## PROBLEM STATEMENT:
Find each line in the entries below that contains the string "handle", and copy those lines out in full; the match is case-sensitive.

## PROVIDED DATA:

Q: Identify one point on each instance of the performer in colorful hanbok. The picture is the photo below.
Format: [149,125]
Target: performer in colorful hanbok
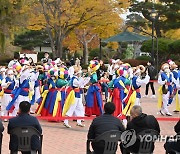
[8,85]
[73,104]
[47,105]
[140,78]
[25,89]
[2,76]
[175,80]
[165,90]
[119,92]
[94,103]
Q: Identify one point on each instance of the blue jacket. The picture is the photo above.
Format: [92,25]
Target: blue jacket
[20,121]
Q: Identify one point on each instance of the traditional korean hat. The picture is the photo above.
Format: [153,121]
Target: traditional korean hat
[94,65]
[63,73]
[119,72]
[164,66]
[17,67]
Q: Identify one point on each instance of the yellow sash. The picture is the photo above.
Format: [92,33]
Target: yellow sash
[70,100]
[130,104]
[58,98]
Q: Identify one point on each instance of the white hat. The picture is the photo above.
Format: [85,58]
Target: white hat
[10,71]
[3,69]
[113,61]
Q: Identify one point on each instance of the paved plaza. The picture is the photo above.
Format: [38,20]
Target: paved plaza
[60,140]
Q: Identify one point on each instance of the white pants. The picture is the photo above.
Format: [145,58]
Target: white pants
[76,109]
[5,100]
[17,102]
[165,102]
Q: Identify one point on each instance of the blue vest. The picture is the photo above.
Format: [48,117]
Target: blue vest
[24,84]
[135,86]
[77,94]
[11,86]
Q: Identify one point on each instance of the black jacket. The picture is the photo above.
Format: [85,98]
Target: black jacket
[23,120]
[100,125]
[141,123]
[177,127]
[1,127]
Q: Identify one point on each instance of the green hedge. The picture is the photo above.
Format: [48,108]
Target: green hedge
[146,58]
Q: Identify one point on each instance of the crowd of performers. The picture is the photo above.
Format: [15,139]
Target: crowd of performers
[60,91]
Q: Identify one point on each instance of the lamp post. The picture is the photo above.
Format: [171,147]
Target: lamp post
[100,49]
[153,18]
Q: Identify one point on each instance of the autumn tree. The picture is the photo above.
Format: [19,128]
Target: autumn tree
[61,17]
[168,16]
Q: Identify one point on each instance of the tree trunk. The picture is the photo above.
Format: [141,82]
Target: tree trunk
[85,53]
[157,29]
[51,41]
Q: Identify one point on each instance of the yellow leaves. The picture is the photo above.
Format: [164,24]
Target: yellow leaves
[113,45]
[173,34]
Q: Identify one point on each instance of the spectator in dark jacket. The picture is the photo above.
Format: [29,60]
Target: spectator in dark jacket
[139,122]
[24,119]
[104,123]
[151,72]
[171,146]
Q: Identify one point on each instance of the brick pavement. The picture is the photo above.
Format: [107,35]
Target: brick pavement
[59,140]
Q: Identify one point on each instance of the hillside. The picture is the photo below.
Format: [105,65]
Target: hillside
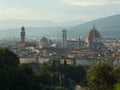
[108,26]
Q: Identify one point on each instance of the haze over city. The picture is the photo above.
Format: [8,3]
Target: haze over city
[57,10]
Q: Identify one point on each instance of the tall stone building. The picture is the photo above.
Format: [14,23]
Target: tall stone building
[64,38]
[93,39]
[22,34]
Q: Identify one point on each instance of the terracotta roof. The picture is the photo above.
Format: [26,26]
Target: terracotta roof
[93,33]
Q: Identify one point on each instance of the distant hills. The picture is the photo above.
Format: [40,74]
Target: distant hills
[107,26]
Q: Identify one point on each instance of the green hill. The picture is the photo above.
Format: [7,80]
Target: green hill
[108,26]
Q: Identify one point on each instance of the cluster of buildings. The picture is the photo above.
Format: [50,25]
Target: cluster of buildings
[70,51]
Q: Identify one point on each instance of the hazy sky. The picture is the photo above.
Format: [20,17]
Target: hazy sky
[57,10]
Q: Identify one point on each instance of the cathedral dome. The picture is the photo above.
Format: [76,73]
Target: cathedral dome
[44,42]
[43,39]
[92,34]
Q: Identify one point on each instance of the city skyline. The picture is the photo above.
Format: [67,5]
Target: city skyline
[57,10]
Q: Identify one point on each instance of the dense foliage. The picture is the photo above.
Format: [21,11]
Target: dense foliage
[34,76]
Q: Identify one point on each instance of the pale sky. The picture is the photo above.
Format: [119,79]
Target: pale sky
[57,10]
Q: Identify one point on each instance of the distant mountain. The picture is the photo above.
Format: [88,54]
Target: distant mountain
[108,26]
[7,24]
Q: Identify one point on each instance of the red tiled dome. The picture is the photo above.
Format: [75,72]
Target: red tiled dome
[44,40]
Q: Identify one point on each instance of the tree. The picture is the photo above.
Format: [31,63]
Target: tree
[101,77]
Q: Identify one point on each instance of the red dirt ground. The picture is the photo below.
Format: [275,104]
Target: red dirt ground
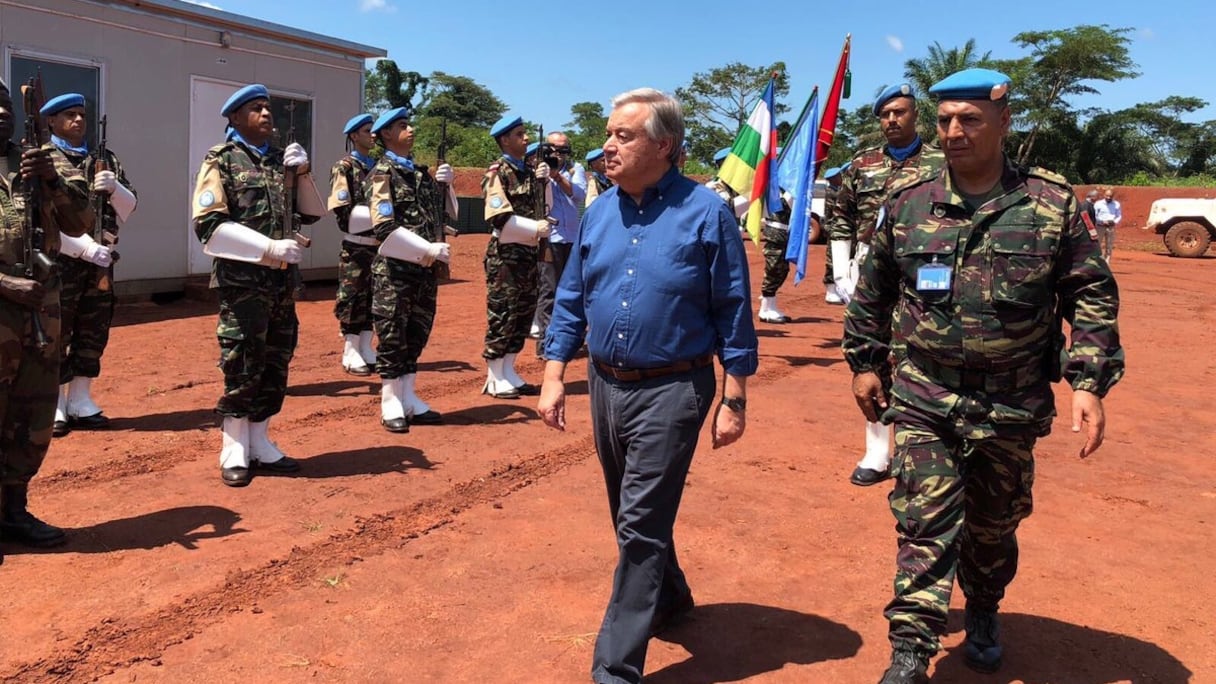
[482,550]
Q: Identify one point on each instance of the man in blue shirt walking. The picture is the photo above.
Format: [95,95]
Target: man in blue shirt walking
[659,276]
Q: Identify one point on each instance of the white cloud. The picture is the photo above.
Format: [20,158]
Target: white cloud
[376,6]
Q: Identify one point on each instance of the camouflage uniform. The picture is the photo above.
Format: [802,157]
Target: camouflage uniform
[86,300]
[29,377]
[511,269]
[353,303]
[257,328]
[776,240]
[973,392]
[404,301]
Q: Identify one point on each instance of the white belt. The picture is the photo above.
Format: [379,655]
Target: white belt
[360,240]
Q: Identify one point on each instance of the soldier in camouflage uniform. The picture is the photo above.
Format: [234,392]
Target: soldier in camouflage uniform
[238,214]
[85,263]
[983,262]
[513,205]
[871,178]
[29,375]
[406,209]
[353,304]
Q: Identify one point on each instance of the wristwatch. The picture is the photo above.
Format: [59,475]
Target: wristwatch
[735,403]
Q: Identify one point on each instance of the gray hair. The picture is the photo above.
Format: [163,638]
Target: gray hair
[665,119]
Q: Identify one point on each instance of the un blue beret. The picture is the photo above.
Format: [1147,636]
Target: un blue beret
[389,117]
[356,122]
[890,93]
[56,105]
[972,84]
[242,96]
[505,124]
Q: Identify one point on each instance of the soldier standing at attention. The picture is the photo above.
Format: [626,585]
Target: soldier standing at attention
[240,217]
[29,373]
[512,194]
[86,300]
[405,206]
[867,181]
[981,262]
[353,303]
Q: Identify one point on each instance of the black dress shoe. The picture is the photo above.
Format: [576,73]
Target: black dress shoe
[429,418]
[235,476]
[285,464]
[397,425]
[96,421]
[865,476]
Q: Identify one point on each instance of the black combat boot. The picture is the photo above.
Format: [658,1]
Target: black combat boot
[981,649]
[907,667]
[18,525]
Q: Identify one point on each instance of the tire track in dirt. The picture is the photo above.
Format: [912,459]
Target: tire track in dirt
[116,644]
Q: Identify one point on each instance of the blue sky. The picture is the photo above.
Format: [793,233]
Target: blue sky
[542,57]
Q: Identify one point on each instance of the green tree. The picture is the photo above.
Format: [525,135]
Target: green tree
[1059,65]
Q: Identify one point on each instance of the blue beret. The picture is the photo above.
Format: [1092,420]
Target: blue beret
[356,122]
[56,105]
[389,117]
[505,124]
[890,93]
[972,84]
[242,96]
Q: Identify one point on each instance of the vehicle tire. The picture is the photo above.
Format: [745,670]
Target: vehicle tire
[816,236]
[1187,239]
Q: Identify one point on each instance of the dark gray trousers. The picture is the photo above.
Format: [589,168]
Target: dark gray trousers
[646,433]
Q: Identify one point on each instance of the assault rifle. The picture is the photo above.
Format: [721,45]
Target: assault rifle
[100,163]
[34,263]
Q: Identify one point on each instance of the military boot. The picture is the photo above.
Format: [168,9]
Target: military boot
[18,525]
[907,667]
[981,649]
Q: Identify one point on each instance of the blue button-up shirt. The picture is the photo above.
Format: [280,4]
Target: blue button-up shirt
[566,207]
[657,282]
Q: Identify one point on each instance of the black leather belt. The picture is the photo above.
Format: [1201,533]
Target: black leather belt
[639,374]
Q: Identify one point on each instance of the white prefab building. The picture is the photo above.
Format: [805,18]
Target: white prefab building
[159,71]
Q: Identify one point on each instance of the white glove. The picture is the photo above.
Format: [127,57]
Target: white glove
[439,252]
[445,173]
[285,251]
[97,254]
[294,155]
[105,181]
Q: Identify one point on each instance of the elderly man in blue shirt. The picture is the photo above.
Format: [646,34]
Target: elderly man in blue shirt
[659,276]
[568,185]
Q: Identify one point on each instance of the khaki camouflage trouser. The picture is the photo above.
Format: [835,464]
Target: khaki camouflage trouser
[88,314]
[404,309]
[511,284]
[353,303]
[776,268]
[957,504]
[29,387]
[258,331]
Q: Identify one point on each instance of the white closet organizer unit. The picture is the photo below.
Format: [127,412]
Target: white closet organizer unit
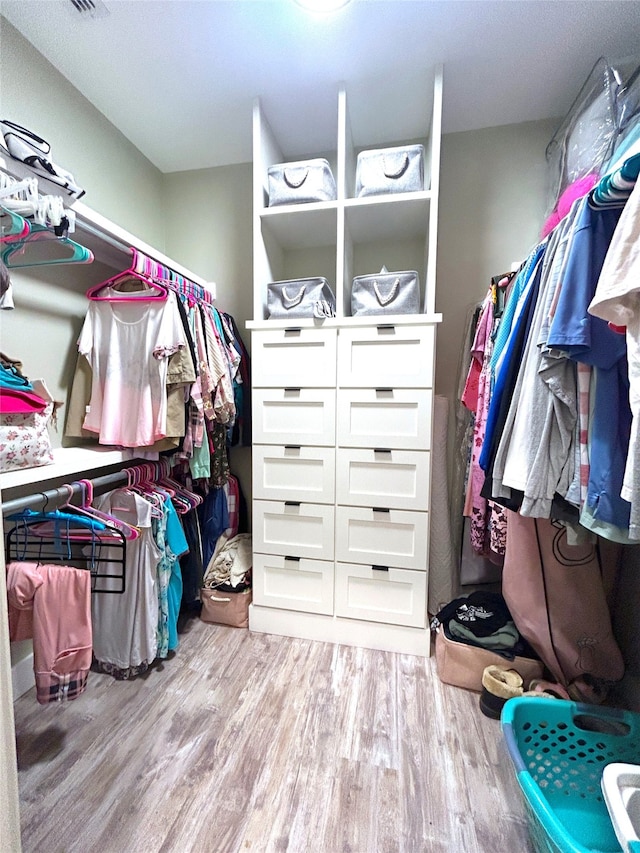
[342,407]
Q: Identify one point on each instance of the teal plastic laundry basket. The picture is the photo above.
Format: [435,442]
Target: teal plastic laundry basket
[559,750]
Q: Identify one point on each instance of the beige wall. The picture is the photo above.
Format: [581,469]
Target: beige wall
[209,231]
[492,205]
[120,182]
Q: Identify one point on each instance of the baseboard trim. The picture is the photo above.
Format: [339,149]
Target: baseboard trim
[22,678]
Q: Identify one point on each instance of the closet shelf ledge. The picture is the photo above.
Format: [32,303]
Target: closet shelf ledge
[348,322]
[67,462]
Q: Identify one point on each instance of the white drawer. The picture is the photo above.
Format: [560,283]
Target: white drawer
[393,537]
[291,472]
[384,417]
[296,530]
[401,356]
[293,583]
[384,594]
[377,477]
[294,416]
[286,357]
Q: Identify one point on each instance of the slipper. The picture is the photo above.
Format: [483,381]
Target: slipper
[502,681]
[499,683]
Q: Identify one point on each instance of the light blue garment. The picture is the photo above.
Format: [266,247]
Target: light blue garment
[176,545]
[518,287]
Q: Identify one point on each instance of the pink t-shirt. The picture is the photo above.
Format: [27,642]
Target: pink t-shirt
[128,345]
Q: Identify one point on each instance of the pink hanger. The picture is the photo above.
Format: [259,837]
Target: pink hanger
[86,508]
[153,291]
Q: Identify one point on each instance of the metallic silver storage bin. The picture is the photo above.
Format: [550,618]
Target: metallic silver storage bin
[390,170]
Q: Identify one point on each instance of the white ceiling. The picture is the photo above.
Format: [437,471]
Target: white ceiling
[178,77]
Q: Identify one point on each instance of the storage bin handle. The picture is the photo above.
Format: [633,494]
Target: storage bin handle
[391,172]
[292,182]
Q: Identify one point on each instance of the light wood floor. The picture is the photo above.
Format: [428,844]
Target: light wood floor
[251,742]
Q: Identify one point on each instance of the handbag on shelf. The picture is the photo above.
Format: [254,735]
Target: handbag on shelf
[25,417]
[300,298]
[390,170]
[25,145]
[300,183]
[386,293]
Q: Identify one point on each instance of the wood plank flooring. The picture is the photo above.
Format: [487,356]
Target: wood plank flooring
[252,742]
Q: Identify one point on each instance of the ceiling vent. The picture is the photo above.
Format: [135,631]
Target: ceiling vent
[90,8]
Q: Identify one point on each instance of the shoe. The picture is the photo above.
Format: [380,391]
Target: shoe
[499,683]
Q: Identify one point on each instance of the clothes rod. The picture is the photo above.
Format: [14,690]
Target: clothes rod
[62,492]
[102,236]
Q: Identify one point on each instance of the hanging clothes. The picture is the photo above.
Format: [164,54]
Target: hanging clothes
[486,524]
[125,626]
[128,345]
[558,436]
[51,604]
[617,300]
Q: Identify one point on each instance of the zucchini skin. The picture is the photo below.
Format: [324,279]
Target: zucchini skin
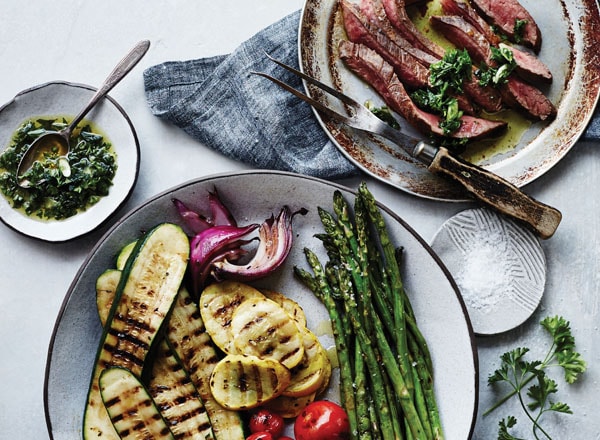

## TASK SOLUTION:
Q: Identify one point on each instance of the storage bin handle. The picture is the photo above.
Target: storage bin handle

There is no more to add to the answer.